• [Provided passage]
:::

Labs

Lab 1 – Spatial Statistics Using Model Builder

In the first lab, worked on building models in ArcMap in order to run analysis on the data that we obtained from the Center for Disease control and Prevention. The map produced looks at heart disease as a factor of mortality in the southern United States in 2016 (Figure 1). This specific year was chosen because it has the most recent data that was acquired. The map results show that areas such as Kentucky, Arkansas, West Virginia, Virginia, Tennessee, Texas and Oklahoma, there are hot spots. By in large, there is a trend that more inland areas are heavily affected by heart disease. Moreover, heart disease mortality data presents itself in a similar manner as crime data. That is counties with high heart disease mortality rates seem to cluster together. The same is true for counties with low heart disease mortality rates. This means that there is an association geographically with cases of life-threatening heart diseases. This idea reflects back on Tobler’s First Law, that near things are more related to each other than they are to farther things. So, one could conclude that there is a factor that correlates location with health data. This could be attributed to various factors ranging from different healthcare policies between states, socioeconomic standing and so forth. Clusters of blue also tend to occur around major cities such as Austin, Houston, Atlanta, Washington, New Orleans and Baltimore. This could be because it is easier to get access to health care in more developed, metropolitan areas rather than in rural areas. In addition, these areas that are mapped with a 99% confidence interval may be because they can afford to have research done in the locations. Furthermore, since the United States has a privatized healthcare system, people who can afford to live in the city, can afford better healthcare which would lead to lower mortality rates due to heart disease. Whereas for people who have lower income, or poorer facilities in rural communities, they can be more susceptible to fatal heart diseases. It is also interesting to see note that States such as South Carolina, Florida and Mississippi are predominantly neutral. Meaning that either there is not enough data collected in these areas to fit within the confidence interval of the study, or that the data collected shows that it does not lean in one direction or another in terms of mortality caused by heart disease.

Figure 1. Map of the 2016 heart disease occurrence hot spot analysis, utilizing the CDC database.

 

Lab 2 – Exploring Fragstats

In this lab, we observed landscape changes in Edmonton, Alberta between 1966 and 1976 with data taken from the Canada Land Use Monitoring Program (CLUMP). In order to do this, we used a software called Fragstats, which does complex analysis on .TIF files. A series of landscape-level and class level metrics were separately created for each year.

The results showed that there was a generally expanding trend of urban areas between 1996 to 1976. It is important to note which areas have been deemed the most appropriate for expansion. Looking at the map (Figure 2), the initial impression that one notices is that the majority of urban expansion that occurred in the decade was converted from unimproved pasture and range land as well as non-productive woodland. This this means that areas that were not productive in 1966 were repurposed and improved by 1976. While areas that have are useful to the inhabitants of the area such as improved pastures and crops, remained fairly unchanged.

:::

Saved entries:
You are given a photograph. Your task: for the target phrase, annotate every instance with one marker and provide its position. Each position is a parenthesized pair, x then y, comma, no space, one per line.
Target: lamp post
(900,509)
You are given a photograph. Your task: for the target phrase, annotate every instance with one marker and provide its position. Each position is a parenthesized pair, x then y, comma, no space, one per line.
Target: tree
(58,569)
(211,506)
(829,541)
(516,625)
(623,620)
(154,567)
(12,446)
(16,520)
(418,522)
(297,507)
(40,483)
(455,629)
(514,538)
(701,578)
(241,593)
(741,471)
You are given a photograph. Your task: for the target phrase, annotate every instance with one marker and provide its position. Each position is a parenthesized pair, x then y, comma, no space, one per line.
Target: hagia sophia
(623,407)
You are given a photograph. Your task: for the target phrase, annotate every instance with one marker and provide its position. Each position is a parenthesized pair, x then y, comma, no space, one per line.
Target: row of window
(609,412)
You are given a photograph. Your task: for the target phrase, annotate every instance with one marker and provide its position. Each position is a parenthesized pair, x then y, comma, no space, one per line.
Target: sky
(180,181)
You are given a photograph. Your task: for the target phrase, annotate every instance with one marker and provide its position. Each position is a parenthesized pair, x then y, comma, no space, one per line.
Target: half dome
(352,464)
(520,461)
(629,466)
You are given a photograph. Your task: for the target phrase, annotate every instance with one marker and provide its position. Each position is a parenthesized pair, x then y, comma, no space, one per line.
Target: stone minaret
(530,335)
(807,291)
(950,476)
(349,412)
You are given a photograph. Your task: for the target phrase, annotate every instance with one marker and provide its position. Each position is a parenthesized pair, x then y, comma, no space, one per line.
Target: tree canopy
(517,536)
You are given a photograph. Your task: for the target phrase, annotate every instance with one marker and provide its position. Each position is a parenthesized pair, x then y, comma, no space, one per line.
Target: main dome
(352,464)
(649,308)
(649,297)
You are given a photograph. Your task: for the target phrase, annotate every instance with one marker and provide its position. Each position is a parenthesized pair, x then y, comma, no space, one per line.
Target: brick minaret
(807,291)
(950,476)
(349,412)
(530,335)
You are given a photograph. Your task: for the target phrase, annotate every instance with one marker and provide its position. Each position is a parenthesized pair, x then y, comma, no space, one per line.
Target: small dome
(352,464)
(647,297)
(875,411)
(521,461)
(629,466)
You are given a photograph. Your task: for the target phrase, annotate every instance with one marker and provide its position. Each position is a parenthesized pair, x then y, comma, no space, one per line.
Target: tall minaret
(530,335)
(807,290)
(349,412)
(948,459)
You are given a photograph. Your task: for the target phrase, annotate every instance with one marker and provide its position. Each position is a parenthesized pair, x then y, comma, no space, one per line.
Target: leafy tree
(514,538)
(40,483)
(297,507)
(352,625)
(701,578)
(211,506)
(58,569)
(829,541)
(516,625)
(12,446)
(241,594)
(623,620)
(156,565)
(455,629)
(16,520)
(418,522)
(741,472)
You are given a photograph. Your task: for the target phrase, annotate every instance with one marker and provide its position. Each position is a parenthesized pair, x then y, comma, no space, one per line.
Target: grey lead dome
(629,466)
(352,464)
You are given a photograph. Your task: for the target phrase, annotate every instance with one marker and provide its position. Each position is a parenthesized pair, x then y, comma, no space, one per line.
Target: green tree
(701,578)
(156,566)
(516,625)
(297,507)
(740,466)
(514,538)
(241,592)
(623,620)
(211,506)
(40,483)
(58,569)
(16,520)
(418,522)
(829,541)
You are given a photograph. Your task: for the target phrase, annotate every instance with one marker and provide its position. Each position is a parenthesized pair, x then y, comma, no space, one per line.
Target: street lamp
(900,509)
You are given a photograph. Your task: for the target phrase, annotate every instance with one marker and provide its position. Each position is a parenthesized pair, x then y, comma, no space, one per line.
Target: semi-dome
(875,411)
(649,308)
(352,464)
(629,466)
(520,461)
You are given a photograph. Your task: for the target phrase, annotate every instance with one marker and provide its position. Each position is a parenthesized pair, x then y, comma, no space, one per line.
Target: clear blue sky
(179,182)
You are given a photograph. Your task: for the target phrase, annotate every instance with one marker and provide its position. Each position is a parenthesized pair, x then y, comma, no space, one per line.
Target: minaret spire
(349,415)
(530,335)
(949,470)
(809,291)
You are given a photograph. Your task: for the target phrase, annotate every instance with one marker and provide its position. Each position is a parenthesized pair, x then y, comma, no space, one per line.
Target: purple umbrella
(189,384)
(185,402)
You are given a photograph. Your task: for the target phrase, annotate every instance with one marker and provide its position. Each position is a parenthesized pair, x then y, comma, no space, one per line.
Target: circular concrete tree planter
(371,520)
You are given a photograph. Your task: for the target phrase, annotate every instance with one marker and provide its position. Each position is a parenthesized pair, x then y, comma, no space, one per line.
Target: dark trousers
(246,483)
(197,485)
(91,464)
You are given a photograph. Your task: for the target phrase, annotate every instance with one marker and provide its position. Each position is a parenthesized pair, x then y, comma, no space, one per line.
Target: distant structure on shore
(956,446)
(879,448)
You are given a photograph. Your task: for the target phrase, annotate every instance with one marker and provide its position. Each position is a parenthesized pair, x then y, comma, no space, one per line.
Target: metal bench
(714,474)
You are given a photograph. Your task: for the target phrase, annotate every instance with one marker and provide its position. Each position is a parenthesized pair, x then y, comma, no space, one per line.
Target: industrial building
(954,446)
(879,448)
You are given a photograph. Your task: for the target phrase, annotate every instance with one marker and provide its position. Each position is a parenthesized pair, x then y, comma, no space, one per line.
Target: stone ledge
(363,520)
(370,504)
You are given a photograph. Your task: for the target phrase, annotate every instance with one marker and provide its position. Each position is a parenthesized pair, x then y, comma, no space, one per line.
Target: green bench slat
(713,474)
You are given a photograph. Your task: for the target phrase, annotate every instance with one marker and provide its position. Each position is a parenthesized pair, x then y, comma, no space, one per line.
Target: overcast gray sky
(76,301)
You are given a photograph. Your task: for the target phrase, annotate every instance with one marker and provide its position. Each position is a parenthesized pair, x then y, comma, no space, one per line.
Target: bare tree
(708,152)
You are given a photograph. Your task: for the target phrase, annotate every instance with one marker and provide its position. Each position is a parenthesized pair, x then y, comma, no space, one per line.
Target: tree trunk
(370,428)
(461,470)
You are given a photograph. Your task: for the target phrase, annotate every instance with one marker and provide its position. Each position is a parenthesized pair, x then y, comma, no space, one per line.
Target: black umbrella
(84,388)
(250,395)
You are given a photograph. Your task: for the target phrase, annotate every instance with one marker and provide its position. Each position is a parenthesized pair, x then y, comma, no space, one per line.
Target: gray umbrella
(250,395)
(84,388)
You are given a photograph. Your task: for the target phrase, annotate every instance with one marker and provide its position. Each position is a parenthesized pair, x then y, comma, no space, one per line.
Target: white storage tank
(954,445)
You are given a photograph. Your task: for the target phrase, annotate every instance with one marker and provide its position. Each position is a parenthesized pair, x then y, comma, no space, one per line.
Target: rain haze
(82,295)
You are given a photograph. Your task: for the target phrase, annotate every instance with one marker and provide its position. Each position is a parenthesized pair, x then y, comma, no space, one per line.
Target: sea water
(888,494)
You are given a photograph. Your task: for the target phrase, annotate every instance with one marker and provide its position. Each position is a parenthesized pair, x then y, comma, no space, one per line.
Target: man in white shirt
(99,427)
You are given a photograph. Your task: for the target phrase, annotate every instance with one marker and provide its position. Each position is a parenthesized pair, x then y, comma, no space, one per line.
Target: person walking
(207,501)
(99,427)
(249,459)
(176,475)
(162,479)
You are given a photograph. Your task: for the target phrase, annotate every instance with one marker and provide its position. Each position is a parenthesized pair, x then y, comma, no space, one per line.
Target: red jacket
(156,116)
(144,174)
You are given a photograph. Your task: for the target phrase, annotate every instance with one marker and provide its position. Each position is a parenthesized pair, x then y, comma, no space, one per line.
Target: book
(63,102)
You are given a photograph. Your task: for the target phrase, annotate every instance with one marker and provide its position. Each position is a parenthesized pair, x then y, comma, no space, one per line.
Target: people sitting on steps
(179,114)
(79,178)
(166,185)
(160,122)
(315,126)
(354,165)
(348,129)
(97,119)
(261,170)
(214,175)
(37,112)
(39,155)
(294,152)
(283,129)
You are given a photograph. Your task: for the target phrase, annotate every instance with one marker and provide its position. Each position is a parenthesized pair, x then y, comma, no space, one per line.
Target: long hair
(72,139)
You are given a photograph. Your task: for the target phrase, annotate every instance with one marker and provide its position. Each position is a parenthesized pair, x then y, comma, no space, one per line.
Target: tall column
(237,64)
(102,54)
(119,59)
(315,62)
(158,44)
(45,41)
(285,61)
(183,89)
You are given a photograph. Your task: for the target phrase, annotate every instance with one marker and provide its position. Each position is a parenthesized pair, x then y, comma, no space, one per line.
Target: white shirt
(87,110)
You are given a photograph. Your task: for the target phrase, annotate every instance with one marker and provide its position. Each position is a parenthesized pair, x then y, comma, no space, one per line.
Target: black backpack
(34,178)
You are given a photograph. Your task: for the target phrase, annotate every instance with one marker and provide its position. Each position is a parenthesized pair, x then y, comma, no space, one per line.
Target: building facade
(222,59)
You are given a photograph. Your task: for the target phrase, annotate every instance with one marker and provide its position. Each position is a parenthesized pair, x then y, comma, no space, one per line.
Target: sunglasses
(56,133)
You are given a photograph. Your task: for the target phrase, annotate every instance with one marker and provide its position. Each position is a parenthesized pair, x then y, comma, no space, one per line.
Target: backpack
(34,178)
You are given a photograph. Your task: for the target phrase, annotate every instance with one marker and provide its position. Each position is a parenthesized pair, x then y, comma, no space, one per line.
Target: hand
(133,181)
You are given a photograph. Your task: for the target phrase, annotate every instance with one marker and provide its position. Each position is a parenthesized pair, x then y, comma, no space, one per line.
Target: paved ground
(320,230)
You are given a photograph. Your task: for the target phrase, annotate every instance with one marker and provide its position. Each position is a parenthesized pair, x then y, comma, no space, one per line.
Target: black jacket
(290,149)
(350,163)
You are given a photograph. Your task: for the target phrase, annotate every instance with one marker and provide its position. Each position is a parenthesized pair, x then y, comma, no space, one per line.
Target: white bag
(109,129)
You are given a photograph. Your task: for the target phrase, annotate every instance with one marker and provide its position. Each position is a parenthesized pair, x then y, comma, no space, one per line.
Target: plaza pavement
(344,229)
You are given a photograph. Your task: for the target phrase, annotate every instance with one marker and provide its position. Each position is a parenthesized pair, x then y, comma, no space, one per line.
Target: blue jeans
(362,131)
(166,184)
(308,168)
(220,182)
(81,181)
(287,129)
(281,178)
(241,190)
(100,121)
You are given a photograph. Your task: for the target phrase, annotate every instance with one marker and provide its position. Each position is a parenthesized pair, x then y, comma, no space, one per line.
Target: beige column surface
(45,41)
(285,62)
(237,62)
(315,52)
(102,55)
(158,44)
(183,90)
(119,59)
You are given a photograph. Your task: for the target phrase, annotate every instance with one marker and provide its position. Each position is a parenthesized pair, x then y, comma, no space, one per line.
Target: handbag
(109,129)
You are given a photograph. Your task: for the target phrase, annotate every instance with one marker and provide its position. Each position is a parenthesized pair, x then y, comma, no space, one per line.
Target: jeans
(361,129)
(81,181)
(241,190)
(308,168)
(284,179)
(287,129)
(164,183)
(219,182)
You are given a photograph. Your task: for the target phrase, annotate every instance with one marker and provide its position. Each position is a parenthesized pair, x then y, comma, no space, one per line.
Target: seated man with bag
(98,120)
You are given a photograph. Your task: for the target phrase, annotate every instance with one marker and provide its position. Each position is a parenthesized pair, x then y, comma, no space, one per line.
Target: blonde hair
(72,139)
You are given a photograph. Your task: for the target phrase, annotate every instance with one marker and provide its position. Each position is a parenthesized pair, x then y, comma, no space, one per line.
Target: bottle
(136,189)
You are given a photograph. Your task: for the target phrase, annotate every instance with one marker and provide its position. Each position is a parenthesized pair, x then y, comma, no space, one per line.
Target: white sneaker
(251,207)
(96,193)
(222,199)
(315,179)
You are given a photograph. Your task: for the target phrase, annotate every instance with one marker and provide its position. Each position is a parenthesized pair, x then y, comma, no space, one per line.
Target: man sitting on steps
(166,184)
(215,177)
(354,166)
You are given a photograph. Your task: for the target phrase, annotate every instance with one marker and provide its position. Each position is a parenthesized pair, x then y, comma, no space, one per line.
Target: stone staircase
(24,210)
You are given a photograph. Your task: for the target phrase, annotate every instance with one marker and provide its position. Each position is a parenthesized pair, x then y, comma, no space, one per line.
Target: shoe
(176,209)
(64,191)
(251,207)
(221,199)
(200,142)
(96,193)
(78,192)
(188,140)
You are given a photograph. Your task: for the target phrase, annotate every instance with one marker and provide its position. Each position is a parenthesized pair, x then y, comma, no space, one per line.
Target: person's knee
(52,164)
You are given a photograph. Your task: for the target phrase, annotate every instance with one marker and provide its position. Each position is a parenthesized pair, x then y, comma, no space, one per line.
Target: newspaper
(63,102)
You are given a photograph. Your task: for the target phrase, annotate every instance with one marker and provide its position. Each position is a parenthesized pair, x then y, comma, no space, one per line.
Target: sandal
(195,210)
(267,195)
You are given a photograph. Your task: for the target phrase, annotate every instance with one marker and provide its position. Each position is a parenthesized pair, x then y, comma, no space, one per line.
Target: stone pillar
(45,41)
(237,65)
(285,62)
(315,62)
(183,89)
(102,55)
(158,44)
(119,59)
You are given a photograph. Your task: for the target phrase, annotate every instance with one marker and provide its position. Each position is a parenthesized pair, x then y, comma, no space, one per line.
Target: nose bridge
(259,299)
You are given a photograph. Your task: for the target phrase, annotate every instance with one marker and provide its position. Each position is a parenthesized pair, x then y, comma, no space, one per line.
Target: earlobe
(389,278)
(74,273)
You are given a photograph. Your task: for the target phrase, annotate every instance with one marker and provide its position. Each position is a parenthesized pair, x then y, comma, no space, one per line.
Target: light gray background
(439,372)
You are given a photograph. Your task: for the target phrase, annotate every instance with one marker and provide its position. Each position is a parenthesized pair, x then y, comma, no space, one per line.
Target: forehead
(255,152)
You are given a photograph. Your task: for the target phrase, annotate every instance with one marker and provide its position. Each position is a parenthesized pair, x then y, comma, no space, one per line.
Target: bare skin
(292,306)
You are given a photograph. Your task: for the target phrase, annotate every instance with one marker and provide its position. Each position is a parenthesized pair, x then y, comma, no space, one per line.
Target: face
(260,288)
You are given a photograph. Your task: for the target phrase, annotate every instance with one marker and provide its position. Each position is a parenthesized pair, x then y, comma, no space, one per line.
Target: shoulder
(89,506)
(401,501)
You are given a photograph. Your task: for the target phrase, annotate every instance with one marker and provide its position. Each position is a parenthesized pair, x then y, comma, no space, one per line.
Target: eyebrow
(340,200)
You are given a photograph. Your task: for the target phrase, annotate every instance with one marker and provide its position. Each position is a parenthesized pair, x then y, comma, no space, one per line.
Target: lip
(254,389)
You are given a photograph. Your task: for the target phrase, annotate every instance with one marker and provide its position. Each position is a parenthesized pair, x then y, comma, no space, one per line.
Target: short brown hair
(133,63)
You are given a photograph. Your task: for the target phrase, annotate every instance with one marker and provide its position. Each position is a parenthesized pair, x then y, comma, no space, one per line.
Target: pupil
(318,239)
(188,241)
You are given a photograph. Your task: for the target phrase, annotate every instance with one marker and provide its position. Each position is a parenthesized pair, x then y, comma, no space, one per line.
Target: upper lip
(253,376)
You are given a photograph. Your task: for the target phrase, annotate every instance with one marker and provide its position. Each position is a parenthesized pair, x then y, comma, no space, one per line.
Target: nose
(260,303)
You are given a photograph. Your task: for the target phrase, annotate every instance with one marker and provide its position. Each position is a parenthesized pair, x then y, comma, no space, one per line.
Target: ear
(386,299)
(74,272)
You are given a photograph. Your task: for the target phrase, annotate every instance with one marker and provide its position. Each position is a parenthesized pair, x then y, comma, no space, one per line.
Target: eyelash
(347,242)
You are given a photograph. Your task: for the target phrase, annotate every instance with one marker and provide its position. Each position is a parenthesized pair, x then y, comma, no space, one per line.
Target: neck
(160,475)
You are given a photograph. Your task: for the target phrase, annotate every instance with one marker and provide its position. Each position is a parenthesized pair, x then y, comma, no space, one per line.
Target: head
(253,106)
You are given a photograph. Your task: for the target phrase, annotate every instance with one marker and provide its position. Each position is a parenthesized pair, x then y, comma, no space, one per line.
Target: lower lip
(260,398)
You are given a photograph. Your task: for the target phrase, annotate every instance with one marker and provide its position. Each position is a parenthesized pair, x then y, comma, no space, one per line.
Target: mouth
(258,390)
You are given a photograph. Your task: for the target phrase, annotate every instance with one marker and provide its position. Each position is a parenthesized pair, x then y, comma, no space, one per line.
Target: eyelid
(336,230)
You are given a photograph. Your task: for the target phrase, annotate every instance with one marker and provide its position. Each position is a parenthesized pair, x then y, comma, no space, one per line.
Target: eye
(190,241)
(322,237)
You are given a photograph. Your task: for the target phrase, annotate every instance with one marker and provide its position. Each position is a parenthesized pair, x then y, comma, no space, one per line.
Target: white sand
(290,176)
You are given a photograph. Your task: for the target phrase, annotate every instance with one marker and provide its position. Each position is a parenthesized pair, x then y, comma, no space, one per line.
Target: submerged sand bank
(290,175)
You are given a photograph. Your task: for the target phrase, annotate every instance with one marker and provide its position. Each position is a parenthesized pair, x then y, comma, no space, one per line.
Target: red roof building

:::

• [Problem to work on] Rewrite everything from "The results showed" down to "remained fairly unchanged." in the lab write-up, changing "woodland" to "forest". None of the items are needed.

• [Solution]
The results showed that there was a generally expanding trend of urban areas between 1996 to 1976. It is important to note which areas have been deemed the most appropriate for expansion. Looking at the map (Figure 2), the initial impression that one notices is that the majority of urban expansion that occurred in the decade was converted from unimproved pasture and range land as well as non-productive forest. This this means that areas that were not productive in 1966 were repurposed and improved by 1976. While areas that have are useful to the inhabitants of the area such as improved pastures and crops, remained fairly unchanged.